THE RECORDS -
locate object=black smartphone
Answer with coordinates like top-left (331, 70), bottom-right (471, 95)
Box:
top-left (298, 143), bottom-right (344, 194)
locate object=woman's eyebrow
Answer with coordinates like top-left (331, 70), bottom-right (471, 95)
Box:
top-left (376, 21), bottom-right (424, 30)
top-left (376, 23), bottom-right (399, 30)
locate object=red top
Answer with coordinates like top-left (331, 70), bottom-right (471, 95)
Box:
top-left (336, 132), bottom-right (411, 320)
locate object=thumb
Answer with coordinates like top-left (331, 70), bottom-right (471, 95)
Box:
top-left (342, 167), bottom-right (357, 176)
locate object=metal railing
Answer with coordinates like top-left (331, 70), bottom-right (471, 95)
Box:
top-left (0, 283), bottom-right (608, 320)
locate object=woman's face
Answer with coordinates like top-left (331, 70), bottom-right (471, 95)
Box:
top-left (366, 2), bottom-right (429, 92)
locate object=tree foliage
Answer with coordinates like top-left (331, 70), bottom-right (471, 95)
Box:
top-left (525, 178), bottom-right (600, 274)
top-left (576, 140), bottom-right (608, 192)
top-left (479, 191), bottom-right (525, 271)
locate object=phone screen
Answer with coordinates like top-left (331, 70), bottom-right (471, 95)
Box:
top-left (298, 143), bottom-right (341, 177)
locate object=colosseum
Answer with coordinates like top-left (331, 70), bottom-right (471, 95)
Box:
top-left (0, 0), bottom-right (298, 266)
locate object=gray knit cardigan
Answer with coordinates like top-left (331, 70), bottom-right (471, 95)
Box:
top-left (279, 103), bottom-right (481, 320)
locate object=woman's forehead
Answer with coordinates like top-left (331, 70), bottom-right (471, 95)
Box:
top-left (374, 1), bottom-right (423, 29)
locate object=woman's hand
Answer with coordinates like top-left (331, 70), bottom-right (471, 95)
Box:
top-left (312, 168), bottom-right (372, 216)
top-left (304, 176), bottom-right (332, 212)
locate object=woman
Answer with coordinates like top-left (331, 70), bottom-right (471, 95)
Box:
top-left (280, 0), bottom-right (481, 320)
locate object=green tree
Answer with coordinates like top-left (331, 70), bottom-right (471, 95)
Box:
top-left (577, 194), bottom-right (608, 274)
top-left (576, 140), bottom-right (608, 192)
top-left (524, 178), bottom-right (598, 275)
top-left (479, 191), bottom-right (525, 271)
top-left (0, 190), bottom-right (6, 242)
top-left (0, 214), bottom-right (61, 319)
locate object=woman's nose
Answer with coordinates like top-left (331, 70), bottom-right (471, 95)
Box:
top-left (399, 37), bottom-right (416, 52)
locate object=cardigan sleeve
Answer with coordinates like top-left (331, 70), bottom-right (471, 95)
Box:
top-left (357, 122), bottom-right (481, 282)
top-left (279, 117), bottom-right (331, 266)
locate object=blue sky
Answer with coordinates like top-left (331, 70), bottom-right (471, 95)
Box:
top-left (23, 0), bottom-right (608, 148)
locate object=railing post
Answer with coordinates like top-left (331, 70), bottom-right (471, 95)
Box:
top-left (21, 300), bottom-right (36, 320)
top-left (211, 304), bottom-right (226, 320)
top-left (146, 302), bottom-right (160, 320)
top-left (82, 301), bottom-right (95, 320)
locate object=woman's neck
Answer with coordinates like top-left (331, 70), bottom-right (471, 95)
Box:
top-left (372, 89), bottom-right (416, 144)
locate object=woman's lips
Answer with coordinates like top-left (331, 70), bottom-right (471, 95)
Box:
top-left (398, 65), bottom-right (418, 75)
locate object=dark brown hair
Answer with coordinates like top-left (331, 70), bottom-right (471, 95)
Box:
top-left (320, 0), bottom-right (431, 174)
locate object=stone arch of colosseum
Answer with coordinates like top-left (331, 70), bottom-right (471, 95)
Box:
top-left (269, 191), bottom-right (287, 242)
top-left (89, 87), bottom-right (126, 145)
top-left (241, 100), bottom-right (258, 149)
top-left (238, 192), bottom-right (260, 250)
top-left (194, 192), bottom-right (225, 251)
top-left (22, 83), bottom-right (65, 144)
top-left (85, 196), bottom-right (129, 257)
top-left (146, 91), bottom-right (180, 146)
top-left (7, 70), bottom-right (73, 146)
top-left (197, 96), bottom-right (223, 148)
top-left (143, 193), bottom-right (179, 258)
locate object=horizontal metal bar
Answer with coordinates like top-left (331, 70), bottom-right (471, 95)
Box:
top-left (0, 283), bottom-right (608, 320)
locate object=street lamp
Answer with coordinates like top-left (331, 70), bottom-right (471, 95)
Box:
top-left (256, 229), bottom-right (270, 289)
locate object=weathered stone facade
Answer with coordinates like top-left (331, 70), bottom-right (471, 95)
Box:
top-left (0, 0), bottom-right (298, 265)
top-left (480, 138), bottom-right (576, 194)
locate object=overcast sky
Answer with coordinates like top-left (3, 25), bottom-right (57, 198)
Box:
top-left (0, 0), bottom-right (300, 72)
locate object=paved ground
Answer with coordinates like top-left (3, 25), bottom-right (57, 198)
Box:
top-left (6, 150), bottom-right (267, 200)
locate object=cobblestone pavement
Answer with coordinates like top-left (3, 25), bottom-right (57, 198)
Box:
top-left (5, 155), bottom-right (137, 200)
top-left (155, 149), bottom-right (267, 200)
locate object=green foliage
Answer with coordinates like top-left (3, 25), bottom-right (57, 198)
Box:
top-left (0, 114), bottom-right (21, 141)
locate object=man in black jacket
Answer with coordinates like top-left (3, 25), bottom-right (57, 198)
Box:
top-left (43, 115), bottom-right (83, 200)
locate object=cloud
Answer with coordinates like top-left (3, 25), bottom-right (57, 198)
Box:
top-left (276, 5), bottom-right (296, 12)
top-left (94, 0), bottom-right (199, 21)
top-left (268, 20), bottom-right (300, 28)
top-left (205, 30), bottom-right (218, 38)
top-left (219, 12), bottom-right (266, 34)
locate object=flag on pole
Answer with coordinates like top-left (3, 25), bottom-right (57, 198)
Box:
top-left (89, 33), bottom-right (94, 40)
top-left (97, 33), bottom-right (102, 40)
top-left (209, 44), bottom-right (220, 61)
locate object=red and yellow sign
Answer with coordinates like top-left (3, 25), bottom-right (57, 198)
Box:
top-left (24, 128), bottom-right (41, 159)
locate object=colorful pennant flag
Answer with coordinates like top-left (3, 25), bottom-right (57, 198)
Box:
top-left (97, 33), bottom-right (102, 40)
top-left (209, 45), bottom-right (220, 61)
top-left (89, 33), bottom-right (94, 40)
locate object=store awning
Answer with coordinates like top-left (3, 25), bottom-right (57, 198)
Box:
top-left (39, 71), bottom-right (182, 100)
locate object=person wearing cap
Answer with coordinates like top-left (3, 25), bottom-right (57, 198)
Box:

WHAT THE TASK REQUIRES -
Lay out every line of the material above as a Markdown table with two columns, Row and Line, numbering each row and leaving out blank lines.

EXERCISE SOLUTION -
| Row | Line |
|---|---|
| 1 | locate object=black smartphone |
| 2 | Answer with coordinates like top-left (331, 70), bottom-right (471, 95) |
| 3 | Box: |
| 4 | top-left (298, 143), bottom-right (344, 194) |
| 5 | locate object=woman's eyebrow |
| 6 | Answer with coordinates like top-left (331, 70), bottom-right (471, 95) |
| 7 | Box: |
| 8 | top-left (376, 21), bottom-right (424, 30) |
| 9 | top-left (376, 23), bottom-right (399, 30) |
| 10 | locate object=red top |
| 11 | Answer with coordinates like top-left (331, 70), bottom-right (471, 95) |
| 12 | Box: |
| 13 | top-left (336, 132), bottom-right (411, 320) |
| 14 | locate object=thumb |
| 15 | Answer with coordinates like top-left (331, 70), bottom-right (471, 95) |
| 16 | Box: |
| 17 | top-left (342, 167), bottom-right (357, 176) |
| 18 | locate object=metal railing |
| 19 | Answer with coordinates like top-left (331, 70), bottom-right (471, 95) |
| 20 | Box: |
| 21 | top-left (0, 283), bottom-right (608, 320) |
| 22 | locate object=woman's face |
| 23 | Answer with coordinates like top-left (331, 70), bottom-right (471, 95) |
| 24 | Box: |
| 25 | top-left (366, 2), bottom-right (429, 92) |
| 26 | locate object=tree foliage |
| 27 | Answer with coordinates like top-left (331, 70), bottom-right (471, 95) |
| 28 | Box: |
| 29 | top-left (525, 178), bottom-right (600, 274) |
| 30 | top-left (576, 140), bottom-right (608, 192) |
| 31 | top-left (479, 191), bottom-right (525, 271) |
| 32 | locate object=phone screen |
| 33 | Answer with coordinates like top-left (331, 70), bottom-right (471, 95) |
| 34 | Box: |
| 35 | top-left (298, 143), bottom-right (341, 177) |
| 36 | locate object=colosseum |
| 37 | Answer with coordinates like top-left (331, 70), bottom-right (471, 95) |
| 38 | Box: |
| 39 | top-left (0, 0), bottom-right (298, 266) |
| 40 | locate object=gray knit cardigan |
| 41 | Answer with coordinates like top-left (331, 70), bottom-right (471, 95) |
| 42 | Box: |
| 43 | top-left (279, 103), bottom-right (481, 320) |
| 44 | locate object=woman's forehead |
| 45 | Answer with coordinates like top-left (331, 70), bottom-right (471, 95) |
| 46 | Box: |
| 47 | top-left (374, 1), bottom-right (423, 29) |
| 48 | locate object=woman's hand |
| 49 | Answer with coordinates like top-left (331, 70), bottom-right (471, 95) |
| 50 | Box: |
| 51 | top-left (312, 168), bottom-right (372, 216) |
| 52 | top-left (304, 176), bottom-right (332, 212) |
| 53 | locate object=woman |
| 54 | Answer with coordinates like top-left (331, 70), bottom-right (471, 95) |
| 55 | Box: |
| 56 | top-left (280, 0), bottom-right (481, 320) |
| 57 | locate object=green tree |
| 58 | Answer with coordinates like top-left (331, 70), bottom-right (471, 95) |
| 59 | Box: |
| 60 | top-left (577, 194), bottom-right (608, 274) |
| 61 | top-left (576, 140), bottom-right (608, 192) |
| 62 | top-left (524, 178), bottom-right (598, 275) |
| 63 | top-left (479, 191), bottom-right (525, 271) |
| 64 | top-left (0, 190), bottom-right (6, 242) |
| 65 | top-left (0, 214), bottom-right (61, 319) |
| 66 | locate object=woman's nose |
| 67 | Answer with coordinates like top-left (331, 70), bottom-right (471, 95) |
| 68 | Box: |
| 69 | top-left (399, 37), bottom-right (416, 52) |
| 70 | locate object=cardigan sleeve |
| 71 | Answer with coordinates like top-left (331, 70), bottom-right (471, 95) |
| 72 | Box: |
| 73 | top-left (357, 122), bottom-right (481, 282) |
| 74 | top-left (279, 117), bottom-right (331, 266) |
| 75 | locate object=blue sky |
| 76 | Answer with coordinates like top-left (331, 70), bottom-right (471, 95) |
| 77 | Box: |
| 78 | top-left (23, 0), bottom-right (608, 148) |
| 79 | locate object=railing post |
| 80 | Answer with coordinates like top-left (331, 70), bottom-right (471, 95) |
| 81 | Box: |
| 82 | top-left (21, 300), bottom-right (36, 320) |
| 83 | top-left (211, 304), bottom-right (226, 320) |
| 84 | top-left (146, 302), bottom-right (160, 320) |
| 85 | top-left (82, 301), bottom-right (95, 320) |
| 86 | locate object=woman's neck |
| 87 | Answer with coordinates like top-left (331, 70), bottom-right (471, 95) |
| 88 | Box: |
| 89 | top-left (372, 89), bottom-right (416, 144) |
| 90 | locate object=woman's lips |
| 91 | Answer with coordinates like top-left (331, 70), bottom-right (471, 95) |
| 92 | Box: |
| 93 | top-left (398, 65), bottom-right (418, 75) |
| 94 | locate object=dark brown hair |
| 95 | Answer with coordinates like top-left (331, 70), bottom-right (471, 95) |
| 96 | Box: |
| 97 | top-left (320, 0), bottom-right (431, 174) |
| 98 | locate object=stone arch of colosseum |
| 99 | Answer with coordinates like top-left (331, 70), bottom-right (471, 95) |
| 100 | Box: |
| 101 | top-left (269, 191), bottom-right (287, 242) |
| 102 | top-left (89, 87), bottom-right (126, 145) |
| 103 | top-left (241, 100), bottom-right (258, 149) |
| 104 | top-left (238, 192), bottom-right (260, 250) |
| 105 | top-left (194, 192), bottom-right (225, 251) |
| 106 | top-left (22, 83), bottom-right (65, 144) |
| 107 | top-left (85, 196), bottom-right (129, 257) |
| 108 | top-left (146, 91), bottom-right (180, 146) |
| 109 | top-left (7, 70), bottom-right (73, 146) |
| 110 | top-left (197, 96), bottom-right (223, 148) |
| 111 | top-left (143, 193), bottom-right (179, 258) |
| 112 | locate object=horizontal metal bar |
| 113 | Answer with coordinates like top-left (331, 70), bottom-right (471, 95) |
| 114 | Box: |
| 115 | top-left (0, 283), bottom-right (608, 320) |
| 116 | locate object=street lamp |
| 117 | Answer with coordinates like top-left (331, 70), bottom-right (471, 95) |
| 118 | Box: |
| 119 | top-left (256, 229), bottom-right (270, 289) |
| 120 | locate object=weathered stone facade |
| 121 | Answer with coordinates like top-left (331, 70), bottom-right (471, 95) |
| 122 | Box: |
| 123 | top-left (0, 0), bottom-right (298, 265) |
| 124 | top-left (480, 138), bottom-right (576, 194) |
| 125 | locate object=overcast sky |
| 126 | Answer with coordinates like top-left (3, 25), bottom-right (57, 198) |
| 127 | Box: |
| 128 | top-left (0, 0), bottom-right (300, 72) |
| 129 | locate object=paved ground |
| 130 | Answer with coordinates like top-left (3, 25), bottom-right (57, 198) |
| 131 | Box: |
| 132 | top-left (6, 150), bottom-right (267, 200) |
| 133 | locate object=cobblestone pavement |
| 134 | Answer with coordinates like top-left (3, 25), bottom-right (57, 198) |
| 135 | Box: |
| 136 | top-left (5, 155), bottom-right (137, 200) |
| 137 | top-left (155, 149), bottom-right (267, 200) |
| 138 | locate object=green foliage |
| 139 | Answer with coordinates like top-left (3, 25), bottom-right (57, 198) |
| 140 | Box: |
| 141 | top-left (0, 114), bottom-right (21, 141) |
| 142 | locate object=man in black jacket |
| 143 | Answer with coordinates like top-left (3, 25), bottom-right (57, 198) |
| 144 | Box: |
| 145 | top-left (43, 115), bottom-right (83, 200) |
| 146 | locate object=cloud |
| 147 | Answer with coordinates like top-left (3, 25), bottom-right (57, 198) |
| 148 | Box: |
| 149 | top-left (276, 5), bottom-right (296, 12) |
| 150 | top-left (94, 0), bottom-right (199, 21) |
| 151 | top-left (268, 20), bottom-right (300, 28) |
| 152 | top-left (205, 30), bottom-right (218, 38) |
| 153 | top-left (219, 12), bottom-right (266, 34) |
| 154 | locate object=flag on pole |
| 155 | Answer with coordinates like top-left (3, 25), bottom-right (57, 198) |
| 156 | Box: |
| 157 | top-left (89, 33), bottom-right (94, 40) |
| 158 | top-left (97, 33), bottom-right (102, 40) |
| 159 | top-left (209, 44), bottom-right (220, 61) |
| 160 | locate object=red and yellow sign |
| 161 | Answer with coordinates like top-left (3, 25), bottom-right (57, 198) |
| 162 | Box: |
| 163 | top-left (24, 128), bottom-right (41, 159) |
| 164 | locate object=colorful pennant flag |
| 165 | Answer with coordinates like top-left (3, 25), bottom-right (57, 198) |
| 166 | Box: |
| 167 | top-left (97, 33), bottom-right (102, 40) |
| 168 | top-left (209, 45), bottom-right (220, 61) |
| 169 | top-left (89, 33), bottom-right (94, 40) |
| 170 | locate object=store awning |
| 171 | Answer with coordinates like top-left (3, 25), bottom-right (57, 198) |
| 172 | Box: |
| 173 | top-left (39, 71), bottom-right (182, 100) |
| 174 | locate object=person wearing cap |
| 175 | Answer with coordinates like top-left (3, 25), bottom-right (57, 198) |
| 176 | Box: |